Repeat the NV-DIMM mailing list thread from "In support to" to "thing to do...", replacing "CPUs" with "processors".

# Document extract
###

RE: RFC Block Layer Extensions to Support NV-DIMMs

From: Zuckerman, Boris
Date: Thu Sep 26 2013 - 10:57:09 EST

In support to what was said by Vlad:

To work with persistent memory as efficiently as we can work with RAM we need a bit more than "commit". It's reasonable to expect that we get some additional support from CPUs that goes beyond mfence and mflush. That may include discovery, transactional support, etc. Encapsulating that in a special class sooner than later seams a right thing to do...


> -----Original Message-----
> From: Linux-pmfs [mailto:linux-pmfs-bounces@xxxxxxxxxxxxxxxxxxx] On Behalf Of
> Vladislav Bolkhovitin
> Sent: Thursday, September 26, 2013 2:59 AM
> To: rob.gittins@xxxxxxxxxxxxxxx
> Cc: linux-pmfs@xxxxxxxxxxxxxxxxxxx; linux-fsdevel@xxxxxxxxx; linux-
> kernel@xxxxxxxxxxxxxxx
> Subject: Re: RFC Block Layer Extensions to Support NV-DIMMs
> Hi Rob,
> Rob Gittins, on 09/23/2013 03:51 PM wrote:
> > On Fri, 2013-09-06 at 22:12 -0700, Vladislav Bolkhovitin wrote:
> >> Rob Gittins, on 09/04/2013 02:54 PM wrote:
> >>> Non-volatile DIMMs have started to become available. A NVDIMMs is a
> >>> DIMM that does not lose data across power interruptions. Some of
> >>> the NVDIMMs act like memory, while others are more like a block
> >>> device on the memory bus. Application uses vary from being used to
> >>> cache critical data, to being a boot device.
> >>>
> >>> There are two access classes of NVDIMMs, block mode and
> >>> âload/storeâ mode DIMMs which are referred to as Direct Memory
> >>> Mappable.
> >>>
> >>> The block mode is where the DIMM provides IO ports for read or write
> >>> of data. These DIMMs reside on the memory bus but do not appear in
> >>> the application address space. Block mode DIMMs do not require any
> >>> changes to the current infrastructure, since they provide IO type of interface.
> >>>
> >>> Direct Memory Mappable DIMMs (DMMD) appear in the system address
> >>> space and are accessed via load and store instructions. These
> >>> NVDIMMs are part of the system physical address space (SPA) as
> >>> memory with the attribute that data survives a power interruption.
> >>> As such this memory is managed by the kernel which can assign
> >>> virtual addresses and mapped into applicationâs address space as
> >>> well as being accessible by the kernel. The area mapped into the
> >>> system address space is being referred to as persistent memory (PMEM).

###

# Data section

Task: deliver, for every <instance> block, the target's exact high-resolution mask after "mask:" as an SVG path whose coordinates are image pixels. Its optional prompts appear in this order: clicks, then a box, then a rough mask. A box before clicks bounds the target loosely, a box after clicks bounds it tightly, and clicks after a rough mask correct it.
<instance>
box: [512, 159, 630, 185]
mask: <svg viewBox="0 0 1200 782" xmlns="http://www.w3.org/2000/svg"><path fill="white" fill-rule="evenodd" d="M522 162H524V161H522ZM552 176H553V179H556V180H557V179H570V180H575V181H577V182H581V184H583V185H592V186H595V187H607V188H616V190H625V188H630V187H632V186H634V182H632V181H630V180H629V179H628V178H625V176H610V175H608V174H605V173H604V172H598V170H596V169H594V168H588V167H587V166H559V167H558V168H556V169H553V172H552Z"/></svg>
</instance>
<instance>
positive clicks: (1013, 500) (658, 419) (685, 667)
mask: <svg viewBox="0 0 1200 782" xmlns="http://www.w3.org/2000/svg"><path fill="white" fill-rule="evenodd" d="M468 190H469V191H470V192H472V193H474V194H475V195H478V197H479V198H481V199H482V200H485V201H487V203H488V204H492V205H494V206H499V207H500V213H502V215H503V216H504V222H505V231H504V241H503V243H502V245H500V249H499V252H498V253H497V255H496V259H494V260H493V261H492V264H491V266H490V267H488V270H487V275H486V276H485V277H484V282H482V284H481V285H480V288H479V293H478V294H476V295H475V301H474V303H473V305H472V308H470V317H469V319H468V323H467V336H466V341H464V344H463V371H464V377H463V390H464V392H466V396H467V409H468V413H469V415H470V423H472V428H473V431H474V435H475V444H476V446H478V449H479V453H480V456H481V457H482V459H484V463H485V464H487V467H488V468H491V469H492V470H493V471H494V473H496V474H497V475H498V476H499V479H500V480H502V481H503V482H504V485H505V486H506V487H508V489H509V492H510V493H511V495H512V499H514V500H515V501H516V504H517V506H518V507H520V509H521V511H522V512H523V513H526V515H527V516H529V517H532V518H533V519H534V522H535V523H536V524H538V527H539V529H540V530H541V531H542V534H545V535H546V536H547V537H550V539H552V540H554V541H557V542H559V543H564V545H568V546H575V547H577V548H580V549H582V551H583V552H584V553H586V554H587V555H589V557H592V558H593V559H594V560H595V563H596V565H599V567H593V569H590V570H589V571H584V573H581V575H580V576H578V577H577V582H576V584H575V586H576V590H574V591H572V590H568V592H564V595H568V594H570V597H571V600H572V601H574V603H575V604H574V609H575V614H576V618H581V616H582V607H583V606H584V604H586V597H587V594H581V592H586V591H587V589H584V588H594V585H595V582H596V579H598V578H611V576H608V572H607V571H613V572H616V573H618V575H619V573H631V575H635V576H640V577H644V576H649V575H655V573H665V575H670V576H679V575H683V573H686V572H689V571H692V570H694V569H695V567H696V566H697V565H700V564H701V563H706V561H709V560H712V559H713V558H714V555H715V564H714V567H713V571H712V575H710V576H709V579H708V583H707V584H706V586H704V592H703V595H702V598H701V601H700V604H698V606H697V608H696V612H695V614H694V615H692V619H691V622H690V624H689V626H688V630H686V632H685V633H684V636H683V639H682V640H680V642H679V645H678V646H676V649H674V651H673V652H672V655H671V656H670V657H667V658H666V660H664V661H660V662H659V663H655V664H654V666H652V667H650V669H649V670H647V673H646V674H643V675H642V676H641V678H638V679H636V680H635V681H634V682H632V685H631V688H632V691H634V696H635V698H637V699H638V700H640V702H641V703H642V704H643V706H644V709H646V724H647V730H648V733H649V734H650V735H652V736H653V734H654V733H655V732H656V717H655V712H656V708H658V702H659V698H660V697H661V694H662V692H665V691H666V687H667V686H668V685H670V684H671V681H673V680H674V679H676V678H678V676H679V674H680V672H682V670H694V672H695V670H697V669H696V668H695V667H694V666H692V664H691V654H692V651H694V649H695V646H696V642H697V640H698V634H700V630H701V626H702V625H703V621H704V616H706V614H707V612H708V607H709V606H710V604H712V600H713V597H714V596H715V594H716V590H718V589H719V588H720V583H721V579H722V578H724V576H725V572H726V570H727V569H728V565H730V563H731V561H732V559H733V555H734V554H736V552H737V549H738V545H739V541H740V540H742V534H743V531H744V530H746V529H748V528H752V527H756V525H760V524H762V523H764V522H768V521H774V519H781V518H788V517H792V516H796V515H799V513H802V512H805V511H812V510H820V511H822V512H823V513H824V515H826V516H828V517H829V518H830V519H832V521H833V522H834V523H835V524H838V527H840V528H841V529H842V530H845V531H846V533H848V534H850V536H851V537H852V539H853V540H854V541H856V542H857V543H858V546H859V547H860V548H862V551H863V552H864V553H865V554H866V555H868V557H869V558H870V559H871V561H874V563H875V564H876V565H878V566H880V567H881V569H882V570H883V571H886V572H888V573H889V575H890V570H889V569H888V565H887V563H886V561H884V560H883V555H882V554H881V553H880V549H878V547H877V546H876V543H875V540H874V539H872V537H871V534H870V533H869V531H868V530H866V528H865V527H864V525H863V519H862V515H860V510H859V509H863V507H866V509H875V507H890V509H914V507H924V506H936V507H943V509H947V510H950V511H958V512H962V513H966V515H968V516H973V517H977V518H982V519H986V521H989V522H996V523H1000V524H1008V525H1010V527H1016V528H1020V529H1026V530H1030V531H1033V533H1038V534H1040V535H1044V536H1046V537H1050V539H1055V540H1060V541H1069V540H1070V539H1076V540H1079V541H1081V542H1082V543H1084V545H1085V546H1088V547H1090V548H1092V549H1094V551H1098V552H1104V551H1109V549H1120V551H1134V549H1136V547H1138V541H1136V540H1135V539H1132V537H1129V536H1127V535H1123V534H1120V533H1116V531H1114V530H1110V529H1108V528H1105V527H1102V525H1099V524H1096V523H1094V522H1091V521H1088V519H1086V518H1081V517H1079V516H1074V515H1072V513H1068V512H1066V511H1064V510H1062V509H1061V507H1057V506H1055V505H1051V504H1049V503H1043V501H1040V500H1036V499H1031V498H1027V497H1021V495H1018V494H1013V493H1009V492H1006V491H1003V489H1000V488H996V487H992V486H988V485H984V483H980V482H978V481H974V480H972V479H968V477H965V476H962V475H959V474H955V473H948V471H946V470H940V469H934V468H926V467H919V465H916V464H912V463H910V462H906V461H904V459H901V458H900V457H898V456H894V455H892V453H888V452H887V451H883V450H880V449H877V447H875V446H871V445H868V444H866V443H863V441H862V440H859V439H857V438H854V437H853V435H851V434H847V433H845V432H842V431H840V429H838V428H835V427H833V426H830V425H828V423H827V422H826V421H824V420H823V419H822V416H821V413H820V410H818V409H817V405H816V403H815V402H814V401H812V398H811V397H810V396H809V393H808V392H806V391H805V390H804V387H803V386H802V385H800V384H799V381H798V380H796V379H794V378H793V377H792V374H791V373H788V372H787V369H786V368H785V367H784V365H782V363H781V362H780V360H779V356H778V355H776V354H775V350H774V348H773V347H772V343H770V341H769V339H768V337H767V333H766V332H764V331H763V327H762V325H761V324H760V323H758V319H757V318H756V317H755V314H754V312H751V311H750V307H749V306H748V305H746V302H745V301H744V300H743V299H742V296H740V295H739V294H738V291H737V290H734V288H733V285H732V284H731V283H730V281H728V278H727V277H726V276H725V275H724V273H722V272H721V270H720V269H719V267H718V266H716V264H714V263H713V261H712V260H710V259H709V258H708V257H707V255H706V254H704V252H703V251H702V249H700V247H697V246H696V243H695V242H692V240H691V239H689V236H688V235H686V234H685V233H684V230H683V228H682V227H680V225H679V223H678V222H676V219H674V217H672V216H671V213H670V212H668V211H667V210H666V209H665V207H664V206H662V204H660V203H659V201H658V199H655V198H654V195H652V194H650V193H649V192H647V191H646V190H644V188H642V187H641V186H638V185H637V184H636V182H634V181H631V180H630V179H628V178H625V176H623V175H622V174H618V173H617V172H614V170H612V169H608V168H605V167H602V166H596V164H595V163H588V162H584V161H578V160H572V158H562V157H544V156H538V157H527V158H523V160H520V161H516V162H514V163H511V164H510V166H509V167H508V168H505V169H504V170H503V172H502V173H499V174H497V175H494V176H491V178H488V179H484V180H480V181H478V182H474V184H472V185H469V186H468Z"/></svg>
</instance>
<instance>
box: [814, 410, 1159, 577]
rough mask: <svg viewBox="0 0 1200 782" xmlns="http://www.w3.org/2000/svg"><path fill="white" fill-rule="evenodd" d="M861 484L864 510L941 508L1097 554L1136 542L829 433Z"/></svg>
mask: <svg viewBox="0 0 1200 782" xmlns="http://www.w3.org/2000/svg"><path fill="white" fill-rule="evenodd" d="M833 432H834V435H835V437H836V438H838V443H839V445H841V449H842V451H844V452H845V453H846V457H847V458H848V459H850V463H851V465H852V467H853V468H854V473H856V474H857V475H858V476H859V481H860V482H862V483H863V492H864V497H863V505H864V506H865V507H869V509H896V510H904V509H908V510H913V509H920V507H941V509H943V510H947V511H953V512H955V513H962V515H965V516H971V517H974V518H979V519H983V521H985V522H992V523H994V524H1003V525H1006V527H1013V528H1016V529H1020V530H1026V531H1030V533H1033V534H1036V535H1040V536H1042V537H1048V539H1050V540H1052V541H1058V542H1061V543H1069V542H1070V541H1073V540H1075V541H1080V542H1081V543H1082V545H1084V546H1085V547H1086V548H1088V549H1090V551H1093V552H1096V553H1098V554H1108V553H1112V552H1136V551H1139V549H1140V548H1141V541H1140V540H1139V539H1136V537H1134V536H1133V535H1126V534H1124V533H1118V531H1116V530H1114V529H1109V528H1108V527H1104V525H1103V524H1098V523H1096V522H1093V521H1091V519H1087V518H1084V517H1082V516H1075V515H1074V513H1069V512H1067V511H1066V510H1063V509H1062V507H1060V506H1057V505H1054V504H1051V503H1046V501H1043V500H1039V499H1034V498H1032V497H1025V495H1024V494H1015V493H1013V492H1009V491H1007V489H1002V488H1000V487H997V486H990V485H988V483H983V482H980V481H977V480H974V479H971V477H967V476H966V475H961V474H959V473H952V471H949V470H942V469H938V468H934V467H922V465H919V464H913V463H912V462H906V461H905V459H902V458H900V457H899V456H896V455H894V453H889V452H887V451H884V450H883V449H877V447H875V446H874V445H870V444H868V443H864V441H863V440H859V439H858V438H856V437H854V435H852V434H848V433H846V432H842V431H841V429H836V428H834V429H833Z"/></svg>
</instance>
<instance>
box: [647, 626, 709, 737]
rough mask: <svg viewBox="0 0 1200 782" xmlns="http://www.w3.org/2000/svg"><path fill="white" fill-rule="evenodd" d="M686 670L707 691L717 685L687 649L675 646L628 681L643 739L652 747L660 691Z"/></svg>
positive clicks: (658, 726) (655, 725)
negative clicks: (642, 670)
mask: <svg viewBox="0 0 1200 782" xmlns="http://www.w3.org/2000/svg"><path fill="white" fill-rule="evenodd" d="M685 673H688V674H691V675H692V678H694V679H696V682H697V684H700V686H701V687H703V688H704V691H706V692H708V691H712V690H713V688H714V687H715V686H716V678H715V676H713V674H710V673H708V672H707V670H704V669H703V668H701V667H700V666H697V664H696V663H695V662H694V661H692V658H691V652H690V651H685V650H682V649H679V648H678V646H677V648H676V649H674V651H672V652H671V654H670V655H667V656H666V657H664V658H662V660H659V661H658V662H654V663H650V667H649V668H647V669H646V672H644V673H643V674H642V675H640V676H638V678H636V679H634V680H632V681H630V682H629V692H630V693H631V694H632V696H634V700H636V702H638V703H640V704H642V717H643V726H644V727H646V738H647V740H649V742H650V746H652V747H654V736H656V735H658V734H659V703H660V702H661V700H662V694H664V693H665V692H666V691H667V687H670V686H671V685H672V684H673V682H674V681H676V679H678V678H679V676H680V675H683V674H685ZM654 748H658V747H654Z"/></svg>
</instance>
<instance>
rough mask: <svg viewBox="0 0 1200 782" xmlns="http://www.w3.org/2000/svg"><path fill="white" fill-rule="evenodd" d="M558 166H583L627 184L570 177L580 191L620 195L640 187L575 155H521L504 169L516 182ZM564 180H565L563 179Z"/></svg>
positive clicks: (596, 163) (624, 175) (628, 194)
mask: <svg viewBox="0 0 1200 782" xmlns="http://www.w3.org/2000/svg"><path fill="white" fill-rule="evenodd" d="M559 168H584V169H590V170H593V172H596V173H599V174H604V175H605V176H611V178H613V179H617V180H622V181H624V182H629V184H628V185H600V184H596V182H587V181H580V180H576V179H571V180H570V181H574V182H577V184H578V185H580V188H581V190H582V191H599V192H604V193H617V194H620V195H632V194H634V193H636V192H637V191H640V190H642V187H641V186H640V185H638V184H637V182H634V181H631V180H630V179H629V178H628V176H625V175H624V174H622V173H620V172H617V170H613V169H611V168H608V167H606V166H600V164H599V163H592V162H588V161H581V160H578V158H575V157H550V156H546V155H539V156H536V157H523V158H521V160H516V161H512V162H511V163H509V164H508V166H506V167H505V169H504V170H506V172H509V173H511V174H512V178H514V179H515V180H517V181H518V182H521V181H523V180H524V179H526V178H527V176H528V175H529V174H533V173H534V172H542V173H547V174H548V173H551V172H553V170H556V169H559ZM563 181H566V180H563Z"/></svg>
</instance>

###

# Result below
In support to what was said by Vlad:

To work with persistent memory as efficiently as we can work with RAM we need a bit more than "commit". It's reasonable to expect that we get some additional support from processors that goes beyond mfence and mflush. That may include discovery, transactional support, etc. Encapsulating that in a special class sooner than later seams a right thing to do...